[TAREFAS]
A) Segundo o texto da página, em que data a sentença proferida em 19.03.2012 transitou em julgado?
B) Reescreva o trecho do texto da página que vai de "Citada, a aqui" até "297, e cujo teor se dá por reproduzido.", trocando "Audiência Preliminar" por "audiência prévia".

[TEXTO DA PÁGINA]
# # # # # # #
Citada, a aqui autora e ali ré constituiu mandatário o réu J, contestando a ação e deduzindo pedido reconvencional, com os fundamentos constantes do documento de fls. 270 verso a fls. 276, e cujo teor se dá por integralmente reproduzido.

Na referida ação a SP, Lda. apresentou réplica, contestando o pedido reconvencional, nos termos constantes do documento de fls. 284 verso a fls. 289, e cujo teor se dá por integralmente reproduzido.

A aqui autora e ali ré apresentou tréplica, alegando o que consta do documento de fls. 290 verso a fls. 291, cujo teor se dá por integralmente reproduzido.
10º
Em Audiência Preliminar realizada em 16.01.2006 foi proferido despacho saneador, selecionados os factos assentes e elaborada base instrutória, nos termos constantes da ata junta de fls. 292 verso a fls. 297, e cujo teor se dá por reproduzido.
11º
Em 23.06.2010 realizou-se diligência de leitura de resposta aos artigos da base instrutória, e motivação da decisão de facto, conforme ata junta de fls. 297 verso a fls.303, cujo teor se dá por integralmente reproduzido.
12º
Por sentença proferida em 19.03.2012 foi a aqui autora e ali ré condenada a pagar à SP, Lda. as quantias peticionadas, sendo esta absolvida do pedido reconvencional, nos termos e com os fundamentos constantes do documento de fls. 303 verso a fls. 311, e cujo teor se dá por reproduzido.
13º
Notificada, a sentença supra referida transitou em julgado em 11.04.2012.
14º
A ré Seguradora …, S.A., segura nos termos das Condições Particulares, Gerais e Especiais do Seguro de Responsabilidade Civil Profissional celebrado com a Ordem dos Advogados (tomador do seguro) e designado Apólice n.º…9, o risco decorrente de ação ou omissão, dos Advogados com inscrição em vigor na Ordem dos Advogados, no exercício da sua profissão.
15º
A Apólice de Seguro de Responsabilidade Civil profissional em questão foi celebrada pela Ordem dos Advogados, o Tomador do Seguro, tendo como beneficiários todos os Advogados com inscrição em vigor na mesma.
16º
Nos termos do Ponto 10 das Condições Particulares da apólice em causa, sob a epígrafe PERÍODO DE COBERTURA, a apólice em causa vigora pelo período de 24 meses, com data de início de 01.01.2012 às 00h e vencimento às 00h de 01.01.2014.
17º
De acordo com o Ponto 7 das Condições Particulares da apólice ora em análise, “A seguradora assume a cobertura da responsabilidade do segurado por todos os sinistros reclamados pela primeira vez contra o Segurado ou contra o tomador do seguro ocorridos na vigência das apólices anteriores, desde que participados após o início da vigência da presente apólice, sempre e quando as reclamações tenham fundamento em dolo, erro, omissão ou negligência profissional, coberta pela presente apólice, e, ainda, que tenham sido cometidos pelo Segurado antes da data de efeito da entrada em vigor da presente Apólice”.
# # # # # # #
[DADOS APRESENTADOS]
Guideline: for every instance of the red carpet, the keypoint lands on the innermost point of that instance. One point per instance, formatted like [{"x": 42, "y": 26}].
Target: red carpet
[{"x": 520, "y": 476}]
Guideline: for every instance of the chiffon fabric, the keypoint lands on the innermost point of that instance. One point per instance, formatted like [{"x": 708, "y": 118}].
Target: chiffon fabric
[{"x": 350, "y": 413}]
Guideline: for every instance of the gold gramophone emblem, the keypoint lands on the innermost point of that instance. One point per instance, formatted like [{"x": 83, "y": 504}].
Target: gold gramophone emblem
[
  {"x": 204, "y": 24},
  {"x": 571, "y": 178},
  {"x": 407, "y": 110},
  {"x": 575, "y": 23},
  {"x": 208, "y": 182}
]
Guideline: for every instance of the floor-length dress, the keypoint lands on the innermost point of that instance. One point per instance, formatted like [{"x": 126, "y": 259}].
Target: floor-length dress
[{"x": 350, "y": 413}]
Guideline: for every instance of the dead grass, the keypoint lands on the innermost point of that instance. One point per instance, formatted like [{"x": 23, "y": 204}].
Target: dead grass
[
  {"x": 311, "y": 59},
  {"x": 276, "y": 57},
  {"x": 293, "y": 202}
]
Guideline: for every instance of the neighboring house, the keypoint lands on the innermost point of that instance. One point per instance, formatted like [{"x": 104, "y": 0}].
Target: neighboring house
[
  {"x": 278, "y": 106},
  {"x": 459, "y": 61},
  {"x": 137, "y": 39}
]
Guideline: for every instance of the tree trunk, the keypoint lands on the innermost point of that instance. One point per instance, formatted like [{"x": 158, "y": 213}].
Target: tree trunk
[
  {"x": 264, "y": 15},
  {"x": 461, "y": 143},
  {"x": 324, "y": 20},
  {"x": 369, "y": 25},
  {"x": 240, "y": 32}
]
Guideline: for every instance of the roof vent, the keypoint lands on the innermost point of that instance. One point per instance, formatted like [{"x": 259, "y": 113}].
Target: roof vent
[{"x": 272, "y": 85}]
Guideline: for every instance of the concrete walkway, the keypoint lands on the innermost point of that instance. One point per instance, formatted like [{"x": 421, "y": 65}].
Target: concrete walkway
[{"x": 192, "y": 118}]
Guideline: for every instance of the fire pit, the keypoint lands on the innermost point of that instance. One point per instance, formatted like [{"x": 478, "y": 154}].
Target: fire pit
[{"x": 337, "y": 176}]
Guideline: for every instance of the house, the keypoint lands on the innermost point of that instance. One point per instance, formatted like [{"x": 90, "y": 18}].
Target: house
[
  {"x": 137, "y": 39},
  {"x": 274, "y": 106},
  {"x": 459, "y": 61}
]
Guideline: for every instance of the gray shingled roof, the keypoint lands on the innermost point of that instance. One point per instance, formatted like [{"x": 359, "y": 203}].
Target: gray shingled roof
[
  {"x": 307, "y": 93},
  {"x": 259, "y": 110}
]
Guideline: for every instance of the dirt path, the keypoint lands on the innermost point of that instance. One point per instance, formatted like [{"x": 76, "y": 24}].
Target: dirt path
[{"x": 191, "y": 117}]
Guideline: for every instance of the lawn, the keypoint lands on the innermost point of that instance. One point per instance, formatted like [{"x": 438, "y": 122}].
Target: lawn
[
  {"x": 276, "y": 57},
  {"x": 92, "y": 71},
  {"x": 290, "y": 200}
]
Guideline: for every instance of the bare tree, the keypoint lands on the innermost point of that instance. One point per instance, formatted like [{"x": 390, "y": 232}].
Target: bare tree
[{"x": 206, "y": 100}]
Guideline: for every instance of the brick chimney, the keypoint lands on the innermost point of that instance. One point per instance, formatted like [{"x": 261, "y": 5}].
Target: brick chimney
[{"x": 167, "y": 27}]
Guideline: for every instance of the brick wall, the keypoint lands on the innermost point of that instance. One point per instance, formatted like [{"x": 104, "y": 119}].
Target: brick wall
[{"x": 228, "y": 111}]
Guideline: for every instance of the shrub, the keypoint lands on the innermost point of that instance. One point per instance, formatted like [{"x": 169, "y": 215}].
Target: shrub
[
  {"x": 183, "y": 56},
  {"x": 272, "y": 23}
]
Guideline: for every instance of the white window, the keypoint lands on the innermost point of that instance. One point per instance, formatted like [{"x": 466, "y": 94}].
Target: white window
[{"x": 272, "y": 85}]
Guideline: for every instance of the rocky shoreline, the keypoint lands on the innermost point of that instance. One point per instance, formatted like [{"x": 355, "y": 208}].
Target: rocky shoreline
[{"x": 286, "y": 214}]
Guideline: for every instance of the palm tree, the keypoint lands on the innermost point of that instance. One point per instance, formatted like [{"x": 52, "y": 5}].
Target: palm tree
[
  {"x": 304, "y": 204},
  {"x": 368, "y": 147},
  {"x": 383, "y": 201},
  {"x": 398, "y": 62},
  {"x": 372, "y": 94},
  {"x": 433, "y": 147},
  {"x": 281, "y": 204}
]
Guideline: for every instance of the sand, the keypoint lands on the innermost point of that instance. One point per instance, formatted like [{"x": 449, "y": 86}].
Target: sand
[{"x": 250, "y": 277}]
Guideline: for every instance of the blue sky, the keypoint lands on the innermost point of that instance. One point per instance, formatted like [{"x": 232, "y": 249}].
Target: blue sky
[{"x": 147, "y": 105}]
# # # # # # #
[RESPOSTAS AOS EXERCÍCIOS]
A) Em 11.04.2012.

B)
Citada, a aqui autora e ali ré constituiu mandatário o réu J, contestando a ação e deduzindo pedido reconvencional, com os fundamentos constantes do documento de fls. 270 verso a fls. 276, e cujo teor se dá por integralmente reproduzido.

Na referida ação a SP, Lda. apresentou réplica, contestando o pedido reconvencional, nos termos constantes do documento de fls. 284 verso a fls. 289, e cujo teor se dá por integralmente reproduzido.

A aqui autora e ali ré apresentou tréplica, alegando o que consta do documento de fls. 290 verso a fls. 291, cujo teor se dá por integralmente reproduzido.
10º
Em audiência prévia realizada em 16.01.2006 foi proferido despacho saneador, selecionados os factos assentes e elaborada base instrutória, nos termos constantes da ata junta de fls. 292 verso a fls. 297, e cujo teor se dá por reproduzido.